◆ **What you will do**: Return the passage below about the Naturalist beach and the Franco years, word for word and in full.

◆ **Text section**:
|---|
The old sticker of the Red Cross still shows. Second hand, like everything around us. It looks like everything is made from a shipwreck. Edu has a solarpanel on the roof and plays a radio and a fluorescent bulb illuminates.Both are quite politically involved. For the first time, I meet Catalans who openly talk about the Franco years. Niam from what he read and heard and Edu from first hand experience. He thinks that after all, there was less corruption during Franco. He thinks that there is too much freedom now. 'Mucho corrupcion, demansiado!'. But than we wouldn't have this Naturalist beach. Franco was strongly opposed against it. In the seventies, there has been a revolt of Naturalists against a brigade of police. Than the women showed there buttocks and men made an obscene gesture with their arms.
|---|
◆ **Extracted records**:

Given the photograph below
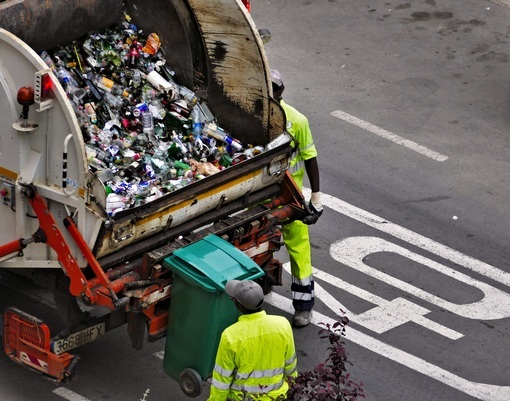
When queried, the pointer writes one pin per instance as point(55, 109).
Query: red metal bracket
point(27, 341)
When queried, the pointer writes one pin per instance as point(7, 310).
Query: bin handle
point(213, 274)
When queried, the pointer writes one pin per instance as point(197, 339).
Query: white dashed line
point(69, 395)
point(388, 135)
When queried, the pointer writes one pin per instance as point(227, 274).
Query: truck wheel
point(190, 382)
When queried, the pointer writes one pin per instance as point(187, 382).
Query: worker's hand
point(316, 204)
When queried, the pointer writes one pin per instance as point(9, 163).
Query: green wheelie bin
point(199, 307)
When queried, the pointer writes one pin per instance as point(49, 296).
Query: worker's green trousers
point(297, 241)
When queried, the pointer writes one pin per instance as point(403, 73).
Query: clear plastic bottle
point(108, 85)
point(216, 132)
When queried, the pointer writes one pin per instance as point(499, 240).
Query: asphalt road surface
point(409, 104)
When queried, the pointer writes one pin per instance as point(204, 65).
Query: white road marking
point(482, 391)
point(388, 135)
point(353, 251)
point(413, 238)
point(386, 316)
point(69, 395)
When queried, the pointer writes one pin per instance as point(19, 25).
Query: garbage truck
point(106, 270)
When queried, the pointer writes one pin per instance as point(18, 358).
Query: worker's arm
point(312, 171)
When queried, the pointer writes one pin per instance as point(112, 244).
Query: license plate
point(79, 338)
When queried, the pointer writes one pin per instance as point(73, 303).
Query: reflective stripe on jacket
point(255, 357)
point(299, 128)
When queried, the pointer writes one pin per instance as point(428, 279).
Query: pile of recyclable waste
point(145, 134)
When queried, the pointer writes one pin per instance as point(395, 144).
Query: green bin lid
point(211, 262)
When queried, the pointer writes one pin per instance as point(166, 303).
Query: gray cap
point(276, 77)
point(248, 293)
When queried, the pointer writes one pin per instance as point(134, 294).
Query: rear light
point(43, 89)
point(247, 4)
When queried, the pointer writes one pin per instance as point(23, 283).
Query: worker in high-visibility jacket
point(256, 356)
point(295, 235)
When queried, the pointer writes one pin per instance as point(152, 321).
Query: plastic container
point(199, 308)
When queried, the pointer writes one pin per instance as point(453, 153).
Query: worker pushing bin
point(200, 309)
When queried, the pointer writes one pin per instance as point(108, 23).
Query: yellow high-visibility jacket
point(255, 357)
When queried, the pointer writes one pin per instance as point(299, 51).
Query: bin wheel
point(190, 382)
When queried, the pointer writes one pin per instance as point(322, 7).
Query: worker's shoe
point(302, 318)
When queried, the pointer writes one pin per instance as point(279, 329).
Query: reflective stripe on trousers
point(297, 242)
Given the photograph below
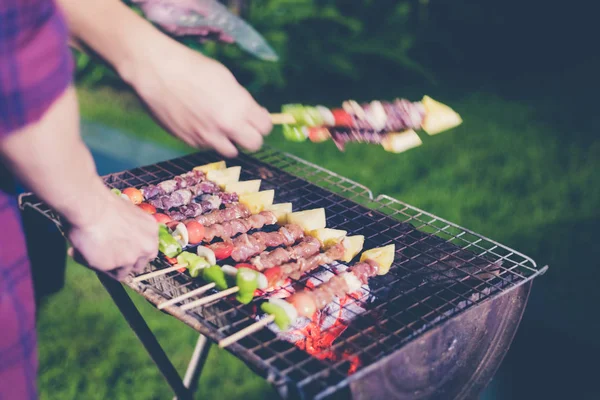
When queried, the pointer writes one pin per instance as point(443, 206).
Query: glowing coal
point(317, 335)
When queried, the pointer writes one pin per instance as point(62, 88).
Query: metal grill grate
point(440, 270)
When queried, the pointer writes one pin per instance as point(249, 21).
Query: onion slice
point(180, 234)
point(207, 253)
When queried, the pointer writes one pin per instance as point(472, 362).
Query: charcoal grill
point(440, 323)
|---|
◆ **The reply**:
The old sticker of the Red Cross still shows. Second hand, like everything around us. It looks like everything is made from a shipwreck. Edu has a solarpanel on the roof and plays a radio and a fluorescent bulb illuminates.Both are quite politically involved. For the first time, I meet Catalans who openly talk about the Franco years. Niam from what he read and heard and Edu from first hand experience. He thinks that after all, there was less corruption during Franco. He thinks that there is too much freedom now. 'Mucho corrupcion, demansiado!'. But than we wouldn't have this Naturalist beach. Franco was strongly opposed against it. In the seventies, there has been a revolt of Naturalists against a brigade of police. Than the women showed there buttocks and men made an obscene gesture with their arms.